● Task requirements
Each record must reappear in the answer exactly as it is written.

● Exercise material
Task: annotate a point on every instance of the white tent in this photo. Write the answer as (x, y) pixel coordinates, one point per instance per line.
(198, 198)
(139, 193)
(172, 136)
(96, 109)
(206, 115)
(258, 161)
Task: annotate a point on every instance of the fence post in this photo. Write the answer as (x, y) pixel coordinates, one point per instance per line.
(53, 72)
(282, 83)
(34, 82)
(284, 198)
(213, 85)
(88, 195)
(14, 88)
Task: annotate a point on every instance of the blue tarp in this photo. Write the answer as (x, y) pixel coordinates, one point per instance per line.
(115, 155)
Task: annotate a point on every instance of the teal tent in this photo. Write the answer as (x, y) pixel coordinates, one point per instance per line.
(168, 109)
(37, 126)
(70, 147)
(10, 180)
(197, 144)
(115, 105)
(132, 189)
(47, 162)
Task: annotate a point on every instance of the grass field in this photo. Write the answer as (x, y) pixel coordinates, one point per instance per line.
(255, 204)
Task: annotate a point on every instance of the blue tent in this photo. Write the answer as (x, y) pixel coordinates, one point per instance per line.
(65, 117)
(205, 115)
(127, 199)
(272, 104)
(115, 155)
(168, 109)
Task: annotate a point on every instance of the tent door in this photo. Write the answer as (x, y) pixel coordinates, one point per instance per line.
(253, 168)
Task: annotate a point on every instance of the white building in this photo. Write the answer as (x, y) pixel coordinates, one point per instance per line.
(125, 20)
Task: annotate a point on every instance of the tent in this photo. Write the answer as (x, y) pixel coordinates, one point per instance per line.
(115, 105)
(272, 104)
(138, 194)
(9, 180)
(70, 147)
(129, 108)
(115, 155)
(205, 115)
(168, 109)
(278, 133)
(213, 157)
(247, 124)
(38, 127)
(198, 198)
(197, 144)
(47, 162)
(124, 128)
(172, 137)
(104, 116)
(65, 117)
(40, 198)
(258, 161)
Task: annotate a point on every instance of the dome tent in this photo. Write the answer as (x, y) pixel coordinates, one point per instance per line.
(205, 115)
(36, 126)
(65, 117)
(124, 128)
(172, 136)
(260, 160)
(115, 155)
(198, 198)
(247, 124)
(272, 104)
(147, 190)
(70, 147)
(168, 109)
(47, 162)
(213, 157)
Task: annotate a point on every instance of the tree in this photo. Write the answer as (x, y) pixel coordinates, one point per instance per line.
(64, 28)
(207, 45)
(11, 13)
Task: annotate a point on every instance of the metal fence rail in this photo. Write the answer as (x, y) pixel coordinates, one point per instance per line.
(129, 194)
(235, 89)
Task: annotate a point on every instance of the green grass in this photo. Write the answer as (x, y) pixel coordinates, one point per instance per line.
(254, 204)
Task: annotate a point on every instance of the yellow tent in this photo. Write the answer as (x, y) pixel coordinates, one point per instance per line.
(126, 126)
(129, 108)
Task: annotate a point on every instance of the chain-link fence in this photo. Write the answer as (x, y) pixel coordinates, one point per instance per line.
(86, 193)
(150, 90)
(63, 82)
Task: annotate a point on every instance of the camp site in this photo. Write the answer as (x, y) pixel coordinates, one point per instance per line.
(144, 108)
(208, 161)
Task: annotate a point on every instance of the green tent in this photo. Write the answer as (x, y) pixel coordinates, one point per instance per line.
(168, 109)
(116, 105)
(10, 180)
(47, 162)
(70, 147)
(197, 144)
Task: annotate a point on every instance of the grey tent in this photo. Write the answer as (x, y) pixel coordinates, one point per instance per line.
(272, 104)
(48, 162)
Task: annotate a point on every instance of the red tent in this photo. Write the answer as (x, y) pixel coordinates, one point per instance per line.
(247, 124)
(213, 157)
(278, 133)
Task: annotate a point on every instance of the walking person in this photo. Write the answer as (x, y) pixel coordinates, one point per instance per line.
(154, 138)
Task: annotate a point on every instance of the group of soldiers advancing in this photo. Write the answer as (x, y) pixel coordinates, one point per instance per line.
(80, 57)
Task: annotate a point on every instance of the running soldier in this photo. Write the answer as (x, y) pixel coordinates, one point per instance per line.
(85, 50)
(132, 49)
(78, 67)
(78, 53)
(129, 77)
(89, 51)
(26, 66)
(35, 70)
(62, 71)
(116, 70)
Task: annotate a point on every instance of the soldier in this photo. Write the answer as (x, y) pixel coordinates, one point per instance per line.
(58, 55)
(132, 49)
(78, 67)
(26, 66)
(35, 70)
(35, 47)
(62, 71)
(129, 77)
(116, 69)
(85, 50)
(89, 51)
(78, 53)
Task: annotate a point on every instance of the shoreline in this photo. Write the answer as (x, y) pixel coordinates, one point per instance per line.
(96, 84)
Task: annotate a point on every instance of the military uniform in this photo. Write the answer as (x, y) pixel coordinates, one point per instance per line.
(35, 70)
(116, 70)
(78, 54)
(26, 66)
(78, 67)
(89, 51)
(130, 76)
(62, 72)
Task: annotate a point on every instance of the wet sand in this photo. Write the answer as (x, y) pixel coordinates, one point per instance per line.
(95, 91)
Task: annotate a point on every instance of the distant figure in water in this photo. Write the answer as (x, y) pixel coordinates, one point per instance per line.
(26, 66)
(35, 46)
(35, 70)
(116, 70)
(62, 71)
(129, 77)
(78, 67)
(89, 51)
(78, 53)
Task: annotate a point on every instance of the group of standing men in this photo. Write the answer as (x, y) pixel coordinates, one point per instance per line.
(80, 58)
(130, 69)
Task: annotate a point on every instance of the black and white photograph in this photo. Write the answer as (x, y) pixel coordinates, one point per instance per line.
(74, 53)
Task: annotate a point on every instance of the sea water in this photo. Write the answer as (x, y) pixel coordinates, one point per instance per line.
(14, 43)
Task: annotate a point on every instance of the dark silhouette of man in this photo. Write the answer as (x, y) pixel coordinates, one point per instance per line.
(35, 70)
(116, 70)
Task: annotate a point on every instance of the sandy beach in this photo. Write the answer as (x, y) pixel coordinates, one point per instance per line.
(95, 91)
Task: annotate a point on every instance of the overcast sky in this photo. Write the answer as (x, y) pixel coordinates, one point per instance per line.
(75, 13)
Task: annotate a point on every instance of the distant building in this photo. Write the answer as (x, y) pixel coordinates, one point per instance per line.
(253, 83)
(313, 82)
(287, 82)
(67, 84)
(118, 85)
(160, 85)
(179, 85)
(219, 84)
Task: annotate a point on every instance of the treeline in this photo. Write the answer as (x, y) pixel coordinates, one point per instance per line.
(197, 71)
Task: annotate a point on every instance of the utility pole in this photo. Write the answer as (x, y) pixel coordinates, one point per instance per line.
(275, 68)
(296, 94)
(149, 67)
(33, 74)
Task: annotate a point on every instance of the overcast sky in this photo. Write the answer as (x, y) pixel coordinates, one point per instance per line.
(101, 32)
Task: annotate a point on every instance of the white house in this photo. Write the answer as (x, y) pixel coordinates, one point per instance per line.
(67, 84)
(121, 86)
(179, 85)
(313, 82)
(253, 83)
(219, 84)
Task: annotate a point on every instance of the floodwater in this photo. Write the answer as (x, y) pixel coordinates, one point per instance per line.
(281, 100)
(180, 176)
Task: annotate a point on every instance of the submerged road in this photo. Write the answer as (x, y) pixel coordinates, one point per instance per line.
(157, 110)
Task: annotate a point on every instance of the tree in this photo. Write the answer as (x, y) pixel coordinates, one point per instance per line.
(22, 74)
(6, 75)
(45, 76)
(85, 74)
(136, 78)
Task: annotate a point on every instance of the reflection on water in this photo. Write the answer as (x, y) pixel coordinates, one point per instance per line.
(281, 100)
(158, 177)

● The answer
Task: annotate a point on every instance of the white tent in this photo. Write the answer as (x, y) pixel coordinates, one point per instance per line.
(198, 198)
(139, 193)
(172, 136)
(96, 109)
(206, 115)
(258, 161)
Task: annotate a point on every instance of the fence post in this photo. Write the answer as (x, y) pixel coordinates, one point per instance per line.
(53, 72)
(282, 83)
(34, 82)
(284, 198)
(213, 85)
(88, 195)
(14, 88)
Task: annotate a point on every instance of the blue tarp in this photo. Write the answer as (x, y) pixel coordinates, one point per instance per line.
(115, 155)
Task: annotate a point on every instance of the teal tent in this photo. Write the answer as (x, y) pixel coordinates, one point per instance per line.
(168, 109)
(37, 126)
(70, 147)
(10, 180)
(197, 144)
(115, 105)
(132, 189)
(47, 162)
Task: annotate a point on every instance of the grass field in this photo. Write the answer as (x, y) pixel coordinates, one point per instance per line.
(255, 204)
Task: annotate a point on every instance of the blue tent in this photo. Write the answer as (x, y) pixel coordinates, one point per instance per line.
(65, 117)
(205, 115)
(127, 199)
(272, 104)
(115, 155)
(168, 109)
Task: annotate a point on every instance of the tent door in this photo. Write the answer as (x, y) pixel coordinates, one point per instance per line.
(253, 168)
Task: annotate a point on every instance of the white building in this photo. Write the answer as (x, y) pixel coordinates, one point per instance per line.
(125, 20)
Task: annotate a point on every instance of the tent in this photo. Write the answer as (x, y) pixel coordinates, one point per instance per line.
(115, 105)
(272, 104)
(138, 194)
(9, 180)
(70, 147)
(129, 108)
(115, 155)
(205, 115)
(168, 109)
(278, 133)
(213, 157)
(247, 124)
(38, 127)
(198, 198)
(197, 144)
(47, 162)
(124, 128)
(172, 137)
(104, 116)
(65, 117)
(40, 198)
(258, 161)
Task: annotate a point on every instance of the dome tent in this photo. Write the answer as (x, y) pixel coordinates, one point per instance per line.
(205, 115)
(36, 126)
(65, 117)
(124, 128)
(172, 136)
(260, 160)
(115, 155)
(198, 198)
(247, 124)
(272, 104)
(147, 190)
(70, 147)
(168, 109)
(47, 162)
(213, 157)
Task: annotate a point on every instance of the tree in this photo. Write the answer as (x, y) pixel coordinates, one point per instance per line.
(64, 28)
(207, 45)
(11, 13)
Task: annotate a point on every instance of the metal fence rail in this photo. Write the answer as (x, y) pixel coordinates, one point per instance per line.
(129, 194)
(235, 89)
Task: annotate a point on every instance of the green grass in this photo. Write the answer as (x, y) pixel coordinates, one point per instance per line.
(254, 204)
Task: annotate a point on every instance of the yellow tent in this photo. Write the answer as (x, y) pixel coordinates, one point per instance per line.
(126, 126)
(129, 108)
Task: annotate a point on every instance of the chain-link fence in this photo. Write the answer as (x, y) pixel coordinates, one point per instance per line.
(86, 193)
(150, 90)
(63, 82)
Task: annotate a point on every instance of the camp site in this photo. Write the answer as (x, y) pixel coordinates, one point per instance per line.
(144, 108)
(208, 161)
Task: annotate a point on every instance of the green tent in this photo. Write the answer as (x, y) pixel coordinates, one point per instance per line.
(168, 109)
(116, 105)
(10, 180)
(47, 162)
(70, 147)
(197, 144)
Task: annotate a point on every instance of the grey tent in this photo. Write the answer as (x, y) pixel coordinates, one point per instance per line.
(272, 104)
(48, 162)
Task: annotate a point on every instance of the red tent in this photo. Write the answer as (x, y) pixel coordinates, one point per instance per line.
(247, 124)
(213, 157)
(278, 133)
Task: annotate a point on every instance of the walking person in this photo. Write the answer as (x, y) pixel coordinates, one point per instance per line.
(154, 138)
Task: annotate a point on every instance of the group of soldiers advancing in this photo. Write the answer as (x, y) pixel coordinates, one point per instance per line.
(80, 57)
Task: annotate a point on every instance of the running soldier in this photo. Write the answer as (x, y) pixel coordinates, one point per instance per line.
(85, 50)
(132, 49)
(78, 67)
(78, 53)
(129, 77)
(89, 51)
(26, 66)
(35, 70)
(62, 71)
(116, 70)
Task: annotate a point on every instance of the soldier in this photo. Write the answer as (x, y) pixel coordinates, one point per instance per line.
(58, 55)
(132, 49)
(78, 67)
(26, 66)
(35, 70)
(35, 47)
(62, 71)
(129, 77)
(116, 69)
(85, 50)
(89, 51)
(78, 53)
Task: annotate a point on every instance of the shoreline in this photo. Write the answer as (x, y) pixel coordinates, one point per instance per line.
(96, 84)
Task: annotate a point on every instance of the military uniform in this photo. Write the answer as (x, y) pixel coordinates, one point per instance per line.
(35, 70)
(116, 70)
(78, 54)
(26, 66)
(78, 67)
(89, 51)
(130, 76)
(62, 72)
Task: annotate a point on every instance of the wet sand in this photo. Write the answer as (x, y) pixel coordinates, one point per instance per line.
(95, 91)
Task: annotate a point on every instance of the distant figure in water in this photo. Write the answer as (x, y) pixel coordinates, one point per instance per line.
(26, 66)
(35, 46)
(35, 70)
(116, 70)
(62, 71)
(129, 77)
(78, 67)
(89, 51)
(78, 53)
Task: annotate a point on every instance of the group of standing men in this photo. Write the answer as (x, y) pixel coordinates, one point per instance per line.
(80, 58)
(130, 69)
Task: annotate a point on every instance of the black and white photograph in this photo. Write the answer as (x, y) pixel coordinates, one point per instance per line.
(74, 53)
Task: annotate a point on every instance of the sea water in this photo. Write the answer as (x, y) pixel coordinates, one point per instance per line.
(14, 43)
Task: annotate a point on every instance of the dark silhouette of man in this photo. Write the answer as (x, y) pixel coordinates, one point per instance per line.
(35, 70)
(116, 70)
Task: annotate a point on every instance of the sandy beach in this photo. Write the answer as (x, y) pixel coordinates, one point per instance per line.
(95, 91)
Task: annotate a point on every instance of the overcast sky in this photo. Write the answer as (x, y) pixel coordinates, one point per instance per line.
(75, 13)
Task: annotate a point on every instance of the distant building in this photo. Write the answer as (x, y) pixel coordinates, one point per instance per line.
(253, 83)
(313, 82)
(287, 82)
(67, 84)
(118, 85)
(160, 85)
(179, 85)
(219, 84)
Task: annotate a point on every instance of the treeline in this photo. Write the answer as (x, y) pixel coordinates, one point per instance per line.
(197, 71)
Task: annotate a point on every instance of the utility pole in this photo. Write the answer as (x, y) pixel coordinates, one point per instance per line.
(275, 68)
(296, 94)
(149, 67)
(33, 74)
Task: annotate a point on every instance of the overcast sky in this photo. Write the answer as (x, y) pixel coordinates, one point per instance per line.
(101, 32)
Task: annotate a point on every instance of the white house in this photo. Write the answer as (x, y) pixel coordinates, one point per instance per line.
(67, 84)
(121, 86)
(179, 85)
(313, 82)
(253, 83)
(219, 84)
Task: annotate a point on every instance of the floodwater in this photo. Write the answer as (x, y) pixel coordinates, one point per instance per line.
(281, 100)
(180, 176)
Task: annotate a point on every instance of the submerged road in this photo. Write the answer as (x, y) pixel coordinates, one point per instance per line.
(157, 110)
Task: annotate a point on every instance of the tree in this photo. Write the answer as (x, y) pixel coordinates, one point per instance per line.
(22, 74)
(6, 75)
(45, 76)
(85, 74)
(136, 78)
Task: annotate a point on every instance of the reflection on water in this photo. Write the answer as (x, y) pixel coordinates, one point per instance per line.
(281, 100)
(158, 177)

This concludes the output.